[BEGIN Source extract]
[1/3] incubator-beam git commit: Document that source objects should not be mutated.

robertwb Tue, 18 Oct 2016 12:10:53 -0700

Repository: incubator-beam
Updated Branches:
  refs/heads/python-sdk fe1f39609 -> 6e6d89d48



Document that source objects should not be mutated.

Updates  textio._TextSource so that it does not get mutated while reading.

Updates source_test_utils so that sources objects do not get cloned while 
testing. This could help to catch sources that erroneously get modified while 
reading.

Adds reentracy tests for text and Avro sources.


Project: http://git-wip-us.apache.org/repos/asf/incubator-beam/repo
Commit: http://git-wip-us.apache.org/repos/asf/incubator-beam/commit/2ab8d62a
Tree: http://git-wip-us.apache.org/repos/asf/incubator-beam/tree/2ab8d62a
Diff: http://git-wip-us.apache.org/repos/asf/incubator-beam/diff/2ab8d62a

Branch: refs/heads/python-sdk
Commit: 2ab8d62ac48481a52fa04c704491f3a5889de27c
Parents: fe1f396
Author: Chamikara Jayalath <chamik...@google.com>
Authored: Wed Oct 12 16:51:20 2016 -0700
Committer: Robert Bradshaw <rober...@google.com>
Committed: Tue Oct 18 12:08:41 2016 -0700

----------------------------------------------------------------------
 sdks/python/apache_beam/io/avroio_test.py       | 28 ++++++-
 sdks/python/apache_beam/io/iobase.py            |  8 ++
 sdks/python/apache_beam/io/source_test_utils.py | 13 +---
 sdks/python/apache_beam/io/textio.py            | 80 +++++++++++---------
 sdks/python/apache_beam/io/textio_test.py       | 37 +++++++++
 5 files changed, 121 insertions(+), 45 deletions(-)
----------------------------------------------------------------------


http://git-wip-us.apache.org/repos/asf/incubator-beam/blob/2ab8d62a/sdks/python/apache_beam/io/avroio_test.py
----------------------------------------------------------------------
diff --git a/sdks/python/apache_beam/io/avroio_test.py 
b/sdks/python/apache_beam/io/avroio_test.py
index 1c96d72..eb2c81c 100644
--- a/sdks/python/apache_beam/io/avroio_test.py
+++ b/sdks/python/apache_beam/io/avroio_test.py
@@ -110,7 +110,7 @@ class TestAvro(unittest.TestCase):
     return file_name_prefix + os.path.sep + 'mytemp*'
 
   def _run_avro_test(self, pattern, desired_bundle_size, perform_splitting,
-                     expected_result):
+                     expected_result, test_reentrancy=False):
     source = AvroSource(pattern)
[END Source extract]
[BEGIN Supplied data]
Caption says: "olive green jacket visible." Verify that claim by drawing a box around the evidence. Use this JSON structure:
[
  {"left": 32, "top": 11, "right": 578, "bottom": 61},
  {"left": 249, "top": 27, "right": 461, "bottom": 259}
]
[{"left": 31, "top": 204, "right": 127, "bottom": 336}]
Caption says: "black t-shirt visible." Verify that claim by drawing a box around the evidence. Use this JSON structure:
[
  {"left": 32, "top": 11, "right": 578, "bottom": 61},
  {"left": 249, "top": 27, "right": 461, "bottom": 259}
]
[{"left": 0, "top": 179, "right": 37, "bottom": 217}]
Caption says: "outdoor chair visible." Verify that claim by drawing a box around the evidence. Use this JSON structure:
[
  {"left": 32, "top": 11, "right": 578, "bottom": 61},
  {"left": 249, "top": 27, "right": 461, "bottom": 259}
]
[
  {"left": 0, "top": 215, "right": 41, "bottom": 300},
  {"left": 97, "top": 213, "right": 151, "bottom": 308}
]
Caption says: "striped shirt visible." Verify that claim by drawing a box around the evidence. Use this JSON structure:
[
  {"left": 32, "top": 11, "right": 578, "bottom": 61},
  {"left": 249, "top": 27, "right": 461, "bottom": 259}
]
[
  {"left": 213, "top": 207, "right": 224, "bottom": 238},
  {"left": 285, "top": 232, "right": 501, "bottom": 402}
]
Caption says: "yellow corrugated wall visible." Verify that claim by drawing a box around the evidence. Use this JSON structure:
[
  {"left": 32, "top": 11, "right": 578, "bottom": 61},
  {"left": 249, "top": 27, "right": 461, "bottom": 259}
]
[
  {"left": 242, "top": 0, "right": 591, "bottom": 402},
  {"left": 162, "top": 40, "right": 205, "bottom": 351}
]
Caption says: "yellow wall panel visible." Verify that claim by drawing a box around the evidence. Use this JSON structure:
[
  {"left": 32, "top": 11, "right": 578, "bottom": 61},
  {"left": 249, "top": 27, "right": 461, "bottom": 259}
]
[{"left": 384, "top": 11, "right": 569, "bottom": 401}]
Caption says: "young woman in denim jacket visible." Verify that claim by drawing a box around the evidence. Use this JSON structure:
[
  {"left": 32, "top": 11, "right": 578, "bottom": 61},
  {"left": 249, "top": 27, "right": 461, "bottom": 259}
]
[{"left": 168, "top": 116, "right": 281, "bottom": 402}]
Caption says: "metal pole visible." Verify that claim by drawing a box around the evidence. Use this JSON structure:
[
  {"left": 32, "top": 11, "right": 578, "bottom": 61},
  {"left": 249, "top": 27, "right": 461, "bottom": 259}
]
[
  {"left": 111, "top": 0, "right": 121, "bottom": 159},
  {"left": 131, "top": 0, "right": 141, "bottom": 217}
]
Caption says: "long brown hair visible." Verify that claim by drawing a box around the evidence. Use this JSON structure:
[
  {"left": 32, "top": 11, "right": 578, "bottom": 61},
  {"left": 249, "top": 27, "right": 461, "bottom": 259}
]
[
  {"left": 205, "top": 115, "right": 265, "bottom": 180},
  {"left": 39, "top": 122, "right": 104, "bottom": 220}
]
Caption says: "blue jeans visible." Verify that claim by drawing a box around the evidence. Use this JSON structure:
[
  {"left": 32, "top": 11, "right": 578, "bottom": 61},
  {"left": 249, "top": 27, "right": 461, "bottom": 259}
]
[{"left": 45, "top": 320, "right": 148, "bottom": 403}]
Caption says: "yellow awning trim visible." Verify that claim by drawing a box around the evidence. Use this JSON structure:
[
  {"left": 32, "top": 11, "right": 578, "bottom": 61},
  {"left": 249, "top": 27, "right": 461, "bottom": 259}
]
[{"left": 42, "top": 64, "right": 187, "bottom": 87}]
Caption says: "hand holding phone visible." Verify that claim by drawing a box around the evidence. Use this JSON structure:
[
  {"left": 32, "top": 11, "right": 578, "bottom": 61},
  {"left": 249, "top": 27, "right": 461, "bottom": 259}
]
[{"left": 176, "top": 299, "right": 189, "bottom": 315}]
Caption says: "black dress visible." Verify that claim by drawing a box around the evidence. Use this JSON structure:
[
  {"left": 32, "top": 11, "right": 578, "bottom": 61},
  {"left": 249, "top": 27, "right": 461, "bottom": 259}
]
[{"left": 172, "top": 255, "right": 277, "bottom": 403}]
[END Supplied data]
What to work on
1 – List every file path named in the summary of changed files in the commit email.
2 – Write out the commit email from "robertwb Tue, 18" up to and including "mutated while reading.".

Results for each task
1 –
sdks/python/apache_beam/io/avroio_test.py
sdks/python/apache_beam/io/iobase.py
sdks/python/apache_beam/io/source_test_utils.py
sdks/python/apache_beam/io/textio.py
sdks/python/apache_beam/io/textio_test.py

2 –
robertwb Tue, 18 Oct 2016 12:10:53 -0700

Repository: incubator-beam
Updated Branches:
  refs/heads/python-sdk fe1f39609 -> 6e6d89d48



Document that source objects should not be mutated.

Updates  textio._TextSource so that it does not get mutated while reading.